**Problem description**
Will you give every entry again exactly as it stands?

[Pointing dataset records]

/---

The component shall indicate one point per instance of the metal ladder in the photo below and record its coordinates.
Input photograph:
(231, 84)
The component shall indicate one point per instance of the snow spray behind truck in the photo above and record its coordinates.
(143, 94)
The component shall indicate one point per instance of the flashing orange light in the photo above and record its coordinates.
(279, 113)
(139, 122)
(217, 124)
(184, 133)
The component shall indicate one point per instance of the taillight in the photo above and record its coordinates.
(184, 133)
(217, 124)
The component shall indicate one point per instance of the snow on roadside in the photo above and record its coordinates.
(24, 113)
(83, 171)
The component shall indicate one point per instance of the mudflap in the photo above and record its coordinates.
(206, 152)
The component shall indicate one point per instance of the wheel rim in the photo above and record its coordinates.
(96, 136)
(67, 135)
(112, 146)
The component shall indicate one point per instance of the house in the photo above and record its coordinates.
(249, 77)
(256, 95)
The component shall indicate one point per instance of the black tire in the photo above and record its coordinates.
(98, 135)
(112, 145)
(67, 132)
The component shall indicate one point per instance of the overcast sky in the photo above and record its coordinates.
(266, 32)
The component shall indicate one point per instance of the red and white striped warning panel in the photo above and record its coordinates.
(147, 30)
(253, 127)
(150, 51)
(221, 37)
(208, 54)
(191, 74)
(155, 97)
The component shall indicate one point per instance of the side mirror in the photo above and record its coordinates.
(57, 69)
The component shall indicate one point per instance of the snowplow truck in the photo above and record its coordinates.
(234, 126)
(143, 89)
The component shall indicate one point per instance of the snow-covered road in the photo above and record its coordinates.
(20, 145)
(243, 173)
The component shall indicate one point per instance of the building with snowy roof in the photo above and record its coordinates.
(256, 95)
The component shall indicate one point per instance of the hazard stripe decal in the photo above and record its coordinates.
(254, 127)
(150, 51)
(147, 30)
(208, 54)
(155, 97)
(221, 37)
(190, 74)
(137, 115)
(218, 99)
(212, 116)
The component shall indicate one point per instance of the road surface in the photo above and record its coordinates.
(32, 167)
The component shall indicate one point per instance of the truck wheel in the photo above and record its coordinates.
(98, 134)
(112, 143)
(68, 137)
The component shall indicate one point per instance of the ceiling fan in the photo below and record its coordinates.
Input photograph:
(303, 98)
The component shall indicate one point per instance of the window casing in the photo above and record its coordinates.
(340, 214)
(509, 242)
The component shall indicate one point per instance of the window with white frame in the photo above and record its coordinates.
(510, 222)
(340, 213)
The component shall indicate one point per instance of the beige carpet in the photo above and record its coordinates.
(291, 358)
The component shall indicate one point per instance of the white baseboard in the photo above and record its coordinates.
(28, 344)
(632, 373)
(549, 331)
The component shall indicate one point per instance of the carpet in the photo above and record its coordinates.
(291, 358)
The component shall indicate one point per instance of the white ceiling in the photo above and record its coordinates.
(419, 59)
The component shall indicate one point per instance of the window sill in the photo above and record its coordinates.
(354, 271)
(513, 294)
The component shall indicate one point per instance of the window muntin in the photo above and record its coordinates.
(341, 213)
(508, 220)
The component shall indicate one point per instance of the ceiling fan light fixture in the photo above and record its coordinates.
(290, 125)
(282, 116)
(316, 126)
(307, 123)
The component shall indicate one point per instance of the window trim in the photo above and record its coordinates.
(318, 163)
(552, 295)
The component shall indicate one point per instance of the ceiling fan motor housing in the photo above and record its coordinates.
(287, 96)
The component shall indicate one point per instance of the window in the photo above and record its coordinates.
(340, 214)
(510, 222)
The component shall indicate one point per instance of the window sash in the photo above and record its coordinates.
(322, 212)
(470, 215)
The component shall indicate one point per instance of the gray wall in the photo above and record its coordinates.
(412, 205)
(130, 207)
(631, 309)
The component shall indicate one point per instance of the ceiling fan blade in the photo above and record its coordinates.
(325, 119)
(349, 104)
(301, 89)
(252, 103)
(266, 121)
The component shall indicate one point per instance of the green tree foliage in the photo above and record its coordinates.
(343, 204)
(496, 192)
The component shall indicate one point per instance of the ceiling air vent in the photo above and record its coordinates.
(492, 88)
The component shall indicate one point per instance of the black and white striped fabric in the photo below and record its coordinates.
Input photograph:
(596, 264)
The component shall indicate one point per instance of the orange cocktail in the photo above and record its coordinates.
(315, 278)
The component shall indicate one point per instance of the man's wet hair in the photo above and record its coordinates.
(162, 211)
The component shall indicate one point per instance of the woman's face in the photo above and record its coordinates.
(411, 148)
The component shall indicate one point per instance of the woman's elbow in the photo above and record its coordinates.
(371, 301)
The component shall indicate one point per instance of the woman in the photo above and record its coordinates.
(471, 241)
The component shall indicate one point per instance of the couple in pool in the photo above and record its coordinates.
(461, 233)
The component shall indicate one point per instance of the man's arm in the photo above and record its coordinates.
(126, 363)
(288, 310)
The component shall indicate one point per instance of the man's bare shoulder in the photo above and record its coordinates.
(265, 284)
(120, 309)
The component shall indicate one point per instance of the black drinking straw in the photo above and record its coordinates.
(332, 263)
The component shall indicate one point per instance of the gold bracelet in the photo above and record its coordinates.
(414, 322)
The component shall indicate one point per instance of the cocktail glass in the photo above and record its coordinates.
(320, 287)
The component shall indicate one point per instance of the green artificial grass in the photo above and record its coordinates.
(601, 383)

\---

**The response**
The component shall indicate one point per instance of the metal ladder in the photo below and record its coordinates.
Input photograph:
(231, 84)
The component shall indicate one point per instance of the snow spray behind truck in the photo above and record its coordinates.
(143, 94)
The component shall indicate one point per instance of the flashing orange light in the photo above and record its coordinates.
(279, 113)
(139, 122)
(217, 124)
(184, 133)
The component shall indicate one point per instance of the taillight in the photo above and record its coordinates.
(184, 133)
(217, 124)
The component shall indicate one point per instance of the snow on roadside in the photo above and record its coordinates.
(24, 113)
(83, 171)
The component shall indicate one point per instance of the mudflap in the photo above and record its coordinates.
(206, 152)
The component shall indicate one point per instance of the wheel rim in the photo above and record its coordinates.
(96, 136)
(67, 135)
(112, 146)
The component shall indicate one point per instance of the house in the photo above and record its coordinates.
(249, 77)
(256, 95)
The component shall indicate one point per instance of the black tire in the photo above and record its coordinates.
(98, 135)
(112, 145)
(67, 132)
The component shall indicate one point per instance of the overcast sky in the photo above and record its coordinates.
(266, 32)
The component shall indicate one point per instance of the red and white striped warning panel in the photo above and record its coordinates.
(147, 30)
(253, 127)
(150, 51)
(221, 37)
(208, 54)
(191, 74)
(155, 97)
The component shall indicate one point per instance of the side mirror in the photo above and record its coordinates.
(57, 69)
The component shall indicate one point per instance of the snowplow truck in the photo above and record its coordinates.
(234, 126)
(143, 89)
The component shall indicate one point per instance of the snow-covered road in the photo above and record its coordinates.
(20, 145)
(243, 173)
The component shall indicate one point per instance of the building with snowy roof in the photo above and record its coordinates.
(256, 95)
The component shall indicate one point per instance of the hazard stripe decal in the photo above and record its coordinates.
(254, 127)
(150, 51)
(147, 30)
(208, 54)
(155, 97)
(221, 37)
(190, 74)
(137, 115)
(218, 99)
(212, 116)
The component shall indicate one point per instance of the road surface in the photo above and record its coordinates.
(32, 167)
The component shall indicate one point per instance of the truck wheel in the photo above and record its coordinates.
(98, 134)
(112, 143)
(68, 137)
The component shall indicate one point per instance of the ceiling fan in the photo below and record its coordinates.
Input photograph:
(303, 98)
The component shall indicate one point per instance of the window casing in the photo above and record its coordinates.
(340, 214)
(509, 242)
The component shall indicate one point per instance of the window with white frame in the photo above and record its coordinates.
(510, 222)
(340, 213)
The component shall indicate one point per instance of the beige carpet in the photo above and record its coordinates.
(291, 358)
The component shall indicate one point per instance of the white baseboard in the photo above and record its coordinates.
(28, 344)
(632, 373)
(549, 331)
The component shall indicate one point per instance of the carpet in the photo above and record its coordinates.
(291, 358)
The component shall indicate one point per instance of the white ceiling in the photo above and record its coordinates.
(419, 59)
The component shall indicate one point per instance of the window sill in the photo above and record its coordinates.
(354, 271)
(513, 294)
The component shall indicate one point per instance of the window muntin in the photo above and record its coordinates.
(341, 213)
(508, 220)
The component shall indicate one point per instance of the ceiling fan light fixture in the photo above and record its coordinates.
(290, 125)
(282, 116)
(316, 126)
(307, 123)
The component shall indicate one point per instance of the window trim in the photo above and record its coordinates.
(318, 163)
(552, 295)
The component shall indicate one point per instance of the ceiling fan motor housing in the photo above and record its coordinates.
(287, 96)
The component shall indicate one point per instance of the window in the photo above and record its coordinates.
(340, 214)
(510, 222)
The component shall indicate one point per instance of the window sash in the photo above and record its coordinates.
(322, 212)
(470, 215)
The component shall indicate one point per instance of the gray wall in the photo above and record its coordinates.
(412, 205)
(130, 207)
(631, 309)
The component shall indicate one point per instance of the ceiling fan blade in the photo above and record its coordinates.
(325, 119)
(349, 104)
(301, 89)
(252, 103)
(266, 121)
The component shall indicate one point per instance of the green tree foliage in the photo above and record its coordinates.
(343, 204)
(496, 192)
The component shall indicate one point per instance of the ceiling air vent in the photo above and record its coordinates.
(492, 88)
The component shall indicate one point per instance of the black and white striped fabric in the photo below and record its coordinates.
Input photograph:
(596, 264)
The component shall indicate one point per instance of the orange cocktail in the photo above and record its coordinates.
(315, 278)
The component shall indicate one point per instance of the man's wet hair in the photo above and record its coordinates.
(162, 211)
The component shall indicate one point per instance of the woman's face in the photo above and record its coordinates.
(411, 148)
The component shall indicate one point per instance of the woman's elbow in the photo above and record its coordinates.
(371, 301)
The component shall indicate one point per instance of the woman in the photo above and record its coordinates.
(471, 241)
The component shall indicate one point per instance of the couple in pool in the photo above and record its coordinates.
(461, 233)
The component shall indicate one point per instance of the man's arm in the photo above and record its coordinates.
(126, 363)
(288, 310)
The component shall indicate one point per instance of the man's bare shoulder in the photo above and record its coordinates.
(265, 284)
(120, 309)
The component shall indicate one point per instance of the black drinking straw in the photo above and record its coordinates.
(332, 263)
The component shall indicate one point per instance of the gold bracelet in the photo above and record its coordinates.
(414, 322)
The component shall indicate one point per instance of the cocktail glass in the photo above and record its coordinates.
(320, 287)
The component shall indicate one point per instance of the green artificial grass in the photo above and record its coordinates.
(601, 383)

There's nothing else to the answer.